Write every line of the records below as a JSON list of strings, one string per line, skipping blank lines and leaving out the pictures.
= = = = =
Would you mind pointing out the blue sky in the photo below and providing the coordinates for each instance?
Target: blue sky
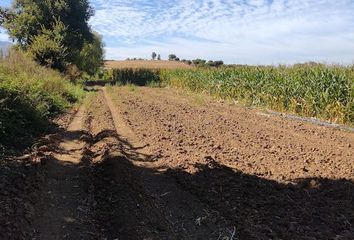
(236, 31)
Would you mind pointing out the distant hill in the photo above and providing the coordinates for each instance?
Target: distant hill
(5, 46)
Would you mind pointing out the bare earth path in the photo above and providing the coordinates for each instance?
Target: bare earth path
(142, 163)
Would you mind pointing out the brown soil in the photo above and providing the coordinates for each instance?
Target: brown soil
(140, 163)
(270, 177)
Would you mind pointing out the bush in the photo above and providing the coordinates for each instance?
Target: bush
(29, 96)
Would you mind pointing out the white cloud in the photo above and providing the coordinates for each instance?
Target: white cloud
(253, 31)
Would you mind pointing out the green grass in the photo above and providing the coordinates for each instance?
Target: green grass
(321, 91)
(29, 96)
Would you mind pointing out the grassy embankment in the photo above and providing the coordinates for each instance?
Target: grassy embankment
(321, 91)
(29, 96)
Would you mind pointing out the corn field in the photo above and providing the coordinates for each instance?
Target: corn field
(321, 91)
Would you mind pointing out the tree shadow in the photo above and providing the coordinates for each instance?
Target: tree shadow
(310, 208)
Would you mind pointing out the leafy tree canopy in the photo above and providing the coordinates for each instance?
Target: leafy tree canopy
= = = = =
OUTPUT OF THE EXERCISE >>
[
  "Would you mind pointing out the blue sky in the photo below and providing the coordinates for each instance?",
  "Target: blue sky",
  "(236, 31)",
  "Would you mind pointing out the distant hill in the photo above and providing the coordinates for each instance?",
  "Target: distant hill",
  "(5, 46)",
  "Would you mind pointing out the bare earth path in the photo above and providing the coordinates for each instance?",
  "Target: bare earth path",
  "(142, 163)",
  "Would you mind pointing out the brown soil in the photo above and providing the coordinates for each instance?",
  "Target: brown soil",
  "(140, 163)",
  "(270, 177)",
  "Would you mind pointing out the bush in the photo above and providing the coordinates for each instance?",
  "Target: bush",
  "(29, 96)",
  "Would you mind pointing out the white cloud in the photo above and providing the coordinates for each instance?",
  "Target: white cloud",
  "(253, 31)",
  "Would you mind pointing out the green grass in the photo above and providing the coordinates for each instance?",
  "Target: green grass",
  "(321, 91)",
  "(29, 96)",
  "Would you mind pointing out the grassy embankment in the photo above and providing the coordinates for each instance?",
  "Target: grassy embankment",
  "(321, 91)",
  "(29, 96)",
  "Would you mind pointing out the corn field in the photo above and providing the coordinates for each instance?",
  "Target: corn field",
  "(321, 91)",
  "Would you mind pointing out the tree shadow in the photo above and providing the coordinates for each instance?",
  "Target: tree shadow",
  "(310, 208)",
  "Would you mind pointing out the leafy tree canopy in the photo above and providing the coordinates for each instance?",
  "Target: leafy tree canopy"
]